Challenge:
Recast the part of the records that opens with the line containing "[spot] the woman" and continues through the end of the records as a numbered list, omitting any blank lines.

#### Record extracts ####

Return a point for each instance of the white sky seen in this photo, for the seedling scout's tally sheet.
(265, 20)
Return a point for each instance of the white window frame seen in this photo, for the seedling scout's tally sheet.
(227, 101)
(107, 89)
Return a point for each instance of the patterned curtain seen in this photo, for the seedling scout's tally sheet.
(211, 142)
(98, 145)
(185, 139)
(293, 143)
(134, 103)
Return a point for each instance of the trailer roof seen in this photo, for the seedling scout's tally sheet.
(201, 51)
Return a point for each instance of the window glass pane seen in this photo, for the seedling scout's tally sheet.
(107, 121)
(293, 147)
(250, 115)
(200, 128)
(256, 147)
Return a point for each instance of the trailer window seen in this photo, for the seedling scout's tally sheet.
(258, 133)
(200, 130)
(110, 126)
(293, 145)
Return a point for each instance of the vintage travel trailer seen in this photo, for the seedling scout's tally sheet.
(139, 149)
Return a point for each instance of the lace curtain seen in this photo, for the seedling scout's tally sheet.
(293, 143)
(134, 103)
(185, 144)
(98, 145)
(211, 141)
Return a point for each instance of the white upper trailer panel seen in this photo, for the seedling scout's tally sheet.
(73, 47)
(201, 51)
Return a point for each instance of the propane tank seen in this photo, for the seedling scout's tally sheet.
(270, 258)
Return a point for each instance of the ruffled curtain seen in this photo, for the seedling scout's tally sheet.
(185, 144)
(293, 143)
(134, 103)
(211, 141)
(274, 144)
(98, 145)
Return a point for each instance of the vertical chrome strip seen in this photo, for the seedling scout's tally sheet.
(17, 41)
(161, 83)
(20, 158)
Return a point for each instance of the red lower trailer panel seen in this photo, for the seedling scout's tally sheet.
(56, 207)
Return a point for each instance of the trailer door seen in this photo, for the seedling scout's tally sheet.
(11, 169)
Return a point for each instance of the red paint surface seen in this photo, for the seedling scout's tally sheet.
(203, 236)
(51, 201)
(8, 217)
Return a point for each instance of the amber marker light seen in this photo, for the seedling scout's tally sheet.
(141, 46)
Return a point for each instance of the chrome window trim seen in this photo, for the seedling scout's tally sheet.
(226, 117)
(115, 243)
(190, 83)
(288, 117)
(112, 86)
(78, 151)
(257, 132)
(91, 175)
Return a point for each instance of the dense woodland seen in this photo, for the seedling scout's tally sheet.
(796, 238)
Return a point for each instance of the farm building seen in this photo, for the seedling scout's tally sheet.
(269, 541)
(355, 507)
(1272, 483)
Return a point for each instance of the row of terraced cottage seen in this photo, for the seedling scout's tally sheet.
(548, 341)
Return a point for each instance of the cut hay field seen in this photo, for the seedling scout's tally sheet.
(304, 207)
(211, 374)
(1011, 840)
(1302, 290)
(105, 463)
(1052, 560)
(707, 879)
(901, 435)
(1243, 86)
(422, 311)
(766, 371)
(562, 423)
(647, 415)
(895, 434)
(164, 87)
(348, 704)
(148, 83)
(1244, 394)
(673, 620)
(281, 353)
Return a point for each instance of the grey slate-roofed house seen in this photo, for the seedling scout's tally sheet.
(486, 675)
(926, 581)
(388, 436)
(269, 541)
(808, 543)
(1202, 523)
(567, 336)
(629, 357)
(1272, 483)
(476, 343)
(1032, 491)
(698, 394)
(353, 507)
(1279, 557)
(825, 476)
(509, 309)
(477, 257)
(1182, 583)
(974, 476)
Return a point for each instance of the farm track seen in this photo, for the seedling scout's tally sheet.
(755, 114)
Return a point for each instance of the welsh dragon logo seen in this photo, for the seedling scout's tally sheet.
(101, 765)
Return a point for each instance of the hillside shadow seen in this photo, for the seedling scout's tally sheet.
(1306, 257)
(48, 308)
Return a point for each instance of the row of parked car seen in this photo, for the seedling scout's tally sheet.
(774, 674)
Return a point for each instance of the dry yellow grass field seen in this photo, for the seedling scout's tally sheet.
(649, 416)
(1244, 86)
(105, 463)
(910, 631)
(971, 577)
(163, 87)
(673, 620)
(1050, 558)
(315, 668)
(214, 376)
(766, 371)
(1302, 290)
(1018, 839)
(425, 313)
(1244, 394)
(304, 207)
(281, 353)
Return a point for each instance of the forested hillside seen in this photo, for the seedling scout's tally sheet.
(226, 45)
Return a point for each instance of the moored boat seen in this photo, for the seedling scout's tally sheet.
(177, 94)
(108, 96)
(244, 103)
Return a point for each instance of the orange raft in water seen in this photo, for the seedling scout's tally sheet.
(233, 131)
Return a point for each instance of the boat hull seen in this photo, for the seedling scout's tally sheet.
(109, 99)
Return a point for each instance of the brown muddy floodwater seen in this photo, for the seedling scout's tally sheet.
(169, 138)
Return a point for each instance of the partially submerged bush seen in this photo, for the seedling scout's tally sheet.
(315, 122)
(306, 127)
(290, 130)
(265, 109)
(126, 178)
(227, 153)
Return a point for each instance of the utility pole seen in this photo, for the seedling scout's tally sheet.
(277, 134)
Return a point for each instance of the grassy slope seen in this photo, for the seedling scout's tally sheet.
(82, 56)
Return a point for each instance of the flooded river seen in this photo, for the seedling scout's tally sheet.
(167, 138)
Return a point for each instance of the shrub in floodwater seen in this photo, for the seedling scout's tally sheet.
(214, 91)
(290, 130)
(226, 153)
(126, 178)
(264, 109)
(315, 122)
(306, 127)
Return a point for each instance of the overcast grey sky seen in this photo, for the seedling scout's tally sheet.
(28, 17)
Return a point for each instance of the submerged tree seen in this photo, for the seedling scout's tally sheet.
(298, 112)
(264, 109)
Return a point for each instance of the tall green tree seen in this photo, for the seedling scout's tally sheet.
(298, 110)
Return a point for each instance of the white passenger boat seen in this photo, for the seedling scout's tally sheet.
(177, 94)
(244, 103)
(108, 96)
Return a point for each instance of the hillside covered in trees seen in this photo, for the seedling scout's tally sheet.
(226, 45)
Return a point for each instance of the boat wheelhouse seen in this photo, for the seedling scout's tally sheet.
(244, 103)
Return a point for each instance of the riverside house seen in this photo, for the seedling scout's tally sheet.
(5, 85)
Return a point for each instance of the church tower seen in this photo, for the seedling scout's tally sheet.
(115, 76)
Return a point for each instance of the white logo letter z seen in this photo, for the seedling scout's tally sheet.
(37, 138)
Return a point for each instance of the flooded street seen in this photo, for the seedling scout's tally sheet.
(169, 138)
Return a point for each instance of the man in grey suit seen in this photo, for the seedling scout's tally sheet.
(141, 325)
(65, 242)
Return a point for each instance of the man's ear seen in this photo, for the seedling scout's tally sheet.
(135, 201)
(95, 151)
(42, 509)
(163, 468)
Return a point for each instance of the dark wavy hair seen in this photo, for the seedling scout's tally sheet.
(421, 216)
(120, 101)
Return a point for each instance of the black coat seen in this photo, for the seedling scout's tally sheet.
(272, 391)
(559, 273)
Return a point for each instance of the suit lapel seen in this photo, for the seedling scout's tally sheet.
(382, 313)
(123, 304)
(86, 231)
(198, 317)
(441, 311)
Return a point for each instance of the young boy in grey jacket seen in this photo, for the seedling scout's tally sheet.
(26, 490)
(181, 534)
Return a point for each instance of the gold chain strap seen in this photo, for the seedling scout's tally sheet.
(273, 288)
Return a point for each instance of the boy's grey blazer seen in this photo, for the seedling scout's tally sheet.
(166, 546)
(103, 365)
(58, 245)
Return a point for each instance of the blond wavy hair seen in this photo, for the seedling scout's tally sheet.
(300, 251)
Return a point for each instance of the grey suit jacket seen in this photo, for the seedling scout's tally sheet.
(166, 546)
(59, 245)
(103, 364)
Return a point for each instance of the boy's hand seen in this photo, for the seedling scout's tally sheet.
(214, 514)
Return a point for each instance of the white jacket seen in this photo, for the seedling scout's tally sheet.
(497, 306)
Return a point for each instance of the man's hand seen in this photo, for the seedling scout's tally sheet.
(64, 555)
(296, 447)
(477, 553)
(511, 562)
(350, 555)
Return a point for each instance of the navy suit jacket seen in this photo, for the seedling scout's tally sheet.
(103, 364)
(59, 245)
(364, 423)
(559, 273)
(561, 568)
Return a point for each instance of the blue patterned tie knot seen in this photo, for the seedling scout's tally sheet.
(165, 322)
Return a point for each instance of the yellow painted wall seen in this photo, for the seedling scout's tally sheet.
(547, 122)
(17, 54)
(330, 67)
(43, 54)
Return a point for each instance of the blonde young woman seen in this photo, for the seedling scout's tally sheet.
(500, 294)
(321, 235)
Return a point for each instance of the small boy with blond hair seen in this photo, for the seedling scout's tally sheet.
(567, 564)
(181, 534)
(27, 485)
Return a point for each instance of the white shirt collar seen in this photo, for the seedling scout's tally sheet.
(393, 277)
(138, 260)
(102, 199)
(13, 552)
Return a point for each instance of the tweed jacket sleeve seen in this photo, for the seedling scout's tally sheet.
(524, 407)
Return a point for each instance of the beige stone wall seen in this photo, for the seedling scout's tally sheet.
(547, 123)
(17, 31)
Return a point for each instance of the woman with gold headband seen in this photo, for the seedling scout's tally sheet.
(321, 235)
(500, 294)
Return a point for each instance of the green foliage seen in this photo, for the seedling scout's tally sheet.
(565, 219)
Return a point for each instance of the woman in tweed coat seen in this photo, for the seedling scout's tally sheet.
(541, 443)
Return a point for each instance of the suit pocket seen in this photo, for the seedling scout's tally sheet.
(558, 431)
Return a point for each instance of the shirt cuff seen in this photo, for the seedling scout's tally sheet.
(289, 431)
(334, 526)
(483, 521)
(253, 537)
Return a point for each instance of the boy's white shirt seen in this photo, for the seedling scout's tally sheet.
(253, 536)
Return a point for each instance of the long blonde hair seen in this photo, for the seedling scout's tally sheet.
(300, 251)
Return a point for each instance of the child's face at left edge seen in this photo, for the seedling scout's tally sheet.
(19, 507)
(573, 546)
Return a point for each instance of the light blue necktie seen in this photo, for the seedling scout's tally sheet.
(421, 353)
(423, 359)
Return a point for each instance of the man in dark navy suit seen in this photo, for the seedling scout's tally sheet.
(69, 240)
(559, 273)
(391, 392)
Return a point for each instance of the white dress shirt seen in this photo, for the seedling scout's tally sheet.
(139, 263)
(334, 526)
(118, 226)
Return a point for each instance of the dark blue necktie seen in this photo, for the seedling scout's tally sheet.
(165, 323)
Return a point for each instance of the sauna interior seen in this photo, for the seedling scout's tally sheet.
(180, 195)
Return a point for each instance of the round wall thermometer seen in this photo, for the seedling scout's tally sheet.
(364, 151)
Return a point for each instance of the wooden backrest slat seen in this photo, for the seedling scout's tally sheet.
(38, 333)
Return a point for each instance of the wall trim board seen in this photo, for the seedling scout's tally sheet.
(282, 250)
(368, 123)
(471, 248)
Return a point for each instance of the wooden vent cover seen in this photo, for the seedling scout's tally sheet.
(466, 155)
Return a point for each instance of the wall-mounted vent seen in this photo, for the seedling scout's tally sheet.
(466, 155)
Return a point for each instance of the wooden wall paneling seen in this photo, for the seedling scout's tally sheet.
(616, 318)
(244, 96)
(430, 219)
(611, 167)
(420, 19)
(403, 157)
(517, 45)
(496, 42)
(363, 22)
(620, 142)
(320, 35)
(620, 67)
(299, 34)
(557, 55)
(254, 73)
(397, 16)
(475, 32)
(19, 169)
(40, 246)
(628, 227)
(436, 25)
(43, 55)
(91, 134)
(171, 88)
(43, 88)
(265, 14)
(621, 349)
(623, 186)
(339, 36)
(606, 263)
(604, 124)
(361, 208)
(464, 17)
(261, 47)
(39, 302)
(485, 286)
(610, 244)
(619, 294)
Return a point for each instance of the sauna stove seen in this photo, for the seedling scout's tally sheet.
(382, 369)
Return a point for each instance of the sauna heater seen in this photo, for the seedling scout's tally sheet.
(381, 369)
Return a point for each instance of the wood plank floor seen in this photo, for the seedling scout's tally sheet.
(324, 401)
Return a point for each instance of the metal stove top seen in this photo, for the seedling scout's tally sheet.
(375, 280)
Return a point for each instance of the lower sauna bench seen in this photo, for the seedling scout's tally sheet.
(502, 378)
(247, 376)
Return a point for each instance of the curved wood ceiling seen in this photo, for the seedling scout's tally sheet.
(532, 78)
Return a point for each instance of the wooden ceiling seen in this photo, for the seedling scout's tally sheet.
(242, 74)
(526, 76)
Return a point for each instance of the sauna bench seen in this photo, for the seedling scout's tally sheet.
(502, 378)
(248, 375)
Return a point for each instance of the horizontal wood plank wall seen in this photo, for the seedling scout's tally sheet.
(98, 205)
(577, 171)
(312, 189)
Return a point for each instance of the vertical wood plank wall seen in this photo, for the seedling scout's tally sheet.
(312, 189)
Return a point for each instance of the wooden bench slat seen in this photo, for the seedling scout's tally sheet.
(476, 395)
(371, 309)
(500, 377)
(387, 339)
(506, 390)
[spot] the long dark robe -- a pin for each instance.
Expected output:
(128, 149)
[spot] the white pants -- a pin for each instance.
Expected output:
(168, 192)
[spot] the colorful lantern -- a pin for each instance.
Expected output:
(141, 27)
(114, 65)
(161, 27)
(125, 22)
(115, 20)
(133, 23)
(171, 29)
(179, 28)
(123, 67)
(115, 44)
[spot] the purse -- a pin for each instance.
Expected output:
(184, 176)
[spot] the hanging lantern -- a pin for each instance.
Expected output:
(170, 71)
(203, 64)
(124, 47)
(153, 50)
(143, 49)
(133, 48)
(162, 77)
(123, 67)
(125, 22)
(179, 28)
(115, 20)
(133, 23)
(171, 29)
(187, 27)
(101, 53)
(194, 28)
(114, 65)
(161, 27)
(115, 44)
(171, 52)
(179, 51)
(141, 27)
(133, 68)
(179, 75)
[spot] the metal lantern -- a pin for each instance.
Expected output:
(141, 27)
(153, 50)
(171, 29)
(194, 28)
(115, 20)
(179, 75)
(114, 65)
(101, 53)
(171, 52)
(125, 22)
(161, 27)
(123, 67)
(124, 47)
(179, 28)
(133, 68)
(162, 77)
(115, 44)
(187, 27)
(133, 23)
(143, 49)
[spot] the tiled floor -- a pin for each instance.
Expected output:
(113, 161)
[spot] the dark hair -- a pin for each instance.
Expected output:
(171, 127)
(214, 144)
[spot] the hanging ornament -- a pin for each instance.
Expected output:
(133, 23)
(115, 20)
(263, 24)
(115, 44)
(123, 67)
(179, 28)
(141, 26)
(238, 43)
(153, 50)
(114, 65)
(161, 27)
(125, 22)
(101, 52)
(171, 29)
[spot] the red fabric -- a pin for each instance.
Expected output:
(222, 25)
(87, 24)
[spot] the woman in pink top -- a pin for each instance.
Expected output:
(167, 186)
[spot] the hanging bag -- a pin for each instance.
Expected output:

####

Solution to the exercise:
1. [spot] the woman in pink top -- a pin for each instance.
2. Expected output:
3. (167, 186)
4. [spot] the hanging bag -- a pin for each instance.
5. Expected output:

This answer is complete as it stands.